WHAT YOU SHOULD DO: An exact copy of the lines from the top of the data through the line with "positive clicks: (144, 308) (132, 113)" is what you should give, with no pictures in it.

▼▼▼

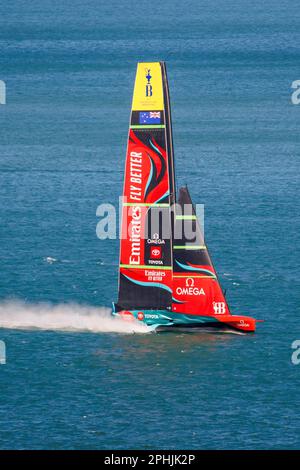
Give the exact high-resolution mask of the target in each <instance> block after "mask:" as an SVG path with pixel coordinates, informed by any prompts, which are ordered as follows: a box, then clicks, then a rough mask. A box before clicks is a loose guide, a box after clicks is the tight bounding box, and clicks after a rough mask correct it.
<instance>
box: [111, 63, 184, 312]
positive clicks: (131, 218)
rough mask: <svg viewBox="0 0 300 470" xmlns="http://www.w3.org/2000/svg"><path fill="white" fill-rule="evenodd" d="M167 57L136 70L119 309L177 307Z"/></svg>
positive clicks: (144, 308) (132, 113)
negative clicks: (172, 271)
mask: <svg viewBox="0 0 300 470" xmlns="http://www.w3.org/2000/svg"><path fill="white" fill-rule="evenodd" d="M169 113H170V107H169V97H168V89H167V79H166V71H165V66H164V64H163V63H159V62H154V63H139V64H138V67H137V72H136V79H135V86H134V94H133V101H132V111H131V118H130V129H129V136H128V146H127V154H126V164H125V180H124V189H123V208H122V233H121V245H120V271H119V296H118V304H117V308H118V309H143V308H144V309H147V308H148V309H149V308H151V309H169V310H170V309H171V305H172V267H173V263H172V236H171V233H170V230H171V211H170V205H171V203H172V201H173V199H174V193H175V190H174V168H173V153H172V136H171V128H170V122H171V120H170V115H169Z"/></svg>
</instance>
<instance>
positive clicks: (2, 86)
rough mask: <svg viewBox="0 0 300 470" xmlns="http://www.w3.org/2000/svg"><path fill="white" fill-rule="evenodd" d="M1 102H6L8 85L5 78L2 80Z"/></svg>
mask: <svg viewBox="0 0 300 470" xmlns="http://www.w3.org/2000/svg"><path fill="white" fill-rule="evenodd" d="M0 104H6V85H5V82H4V81H3V80H0Z"/></svg>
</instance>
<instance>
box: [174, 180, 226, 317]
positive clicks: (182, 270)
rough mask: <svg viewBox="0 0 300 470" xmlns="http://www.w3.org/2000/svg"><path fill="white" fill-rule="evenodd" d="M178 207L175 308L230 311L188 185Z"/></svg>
mask: <svg viewBox="0 0 300 470" xmlns="http://www.w3.org/2000/svg"><path fill="white" fill-rule="evenodd" d="M178 208H179V210H178V211H177V213H176V222H175V233H174V236H175V239H174V244H173V252H174V266H173V305H172V309H173V311H174V312H178V313H188V314H198V315H203V316H208V317H210V316H214V315H216V314H227V315H229V314H230V311H229V307H228V304H227V302H226V299H225V297H224V295H223V292H222V289H221V287H220V284H219V282H218V278H217V273H216V271H215V269H214V266H213V263H212V260H211V258H210V255H209V252H208V249H207V246H206V244H205V240H204V236H203V232H202V230H201V227H200V225H199V221H198V220H197V216H196V213H195V210H194V207H193V204H192V200H191V197H190V194H189V191H188V189H187V187H183V188H180V190H179V198H178ZM176 237H177V238H176Z"/></svg>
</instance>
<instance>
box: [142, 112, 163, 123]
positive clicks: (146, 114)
mask: <svg viewBox="0 0 300 470" xmlns="http://www.w3.org/2000/svg"><path fill="white" fill-rule="evenodd" d="M140 124H160V111H144V112H140Z"/></svg>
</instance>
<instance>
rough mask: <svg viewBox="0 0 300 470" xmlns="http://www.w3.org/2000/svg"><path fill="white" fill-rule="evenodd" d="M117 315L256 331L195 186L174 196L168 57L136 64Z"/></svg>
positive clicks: (122, 226) (128, 152)
mask: <svg viewBox="0 0 300 470" xmlns="http://www.w3.org/2000/svg"><path fill="white" fill-rule="evenodd" d="M113 314H117V315H121V316H124V318H126V317H127V318H128V319H129V318H130V319H133V318H136V319H137V320H140V321H145V322H146V323H147V324H148V325H155V327H157V326H168V327H169V326H182V325H183V326H191V327H193V326H198V325H201V324H202V325H206V324H209V325H213V326H216V325H217V326H220V324H221V326H224V324H225V325H226V326H230V327H233V328H235V329H238V330H242V331H254V330H255V321H256V320H255V319H253V318H250V317H246V316H239V315H232V314H231V312H230V310H229V307H228V304H227V301H226V298H225V295H224V294H223V291H222V289H221V286H220V283H219V281H218V278H217V274H216V271H215V269H214V266H213V263H212V261H211V258H210V255H209V252H208V249H207V246H206V243H205V240H204V235H203V231H202V230H201V226H200V224H199V221H198V220H197V214H196V213H195V210H194V207H193V204H192V200H191V197H190V194H189V192H188V189H187V188H186V187H184V188H181V189H180V190H179V197H178V202H176V200H175V173H174V156H173V140H172V126H171V112H170V99H169V89H168V81H167V74H166V67H165V64H164V62H152V63H139V64H138V67H137V72H136V79H135V86H134V93H133V100H132V110H131V118H130V127H129V135H128V145H127V153H126V163H125V179H124V189H123V206H122V229H121V242H120V269H119V295H118V303H117V304H116V305H115V304H114V310H113ZM222 324H223V325H222Z"/></svg>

▲▲▲

ANSWER TO THIS TASK:
Give the exact high-resolution mask of the target in each <instance> block after "mask:" as an SVG path with pixel coordinates, informed by any prompts, which are ordered as follows: a box, then clicks, then a rough mask. A box before clicks is a loose guide, a box after clicks is the tight bounding box, and clicks after a rough mask correct it.
<instance>
box: [111, 63, 184, 312]
positive clicks: (131, 218)
rough mask: <svg viewBox="0 0 300 470" xmlns="http://www.w3.org/2000/svg"><path fill="white" fill-rule="evenodd" d="M167 57L136 70L119 309L177 307Z"/></svg>
positive clicks: (144, 308) (132, 113)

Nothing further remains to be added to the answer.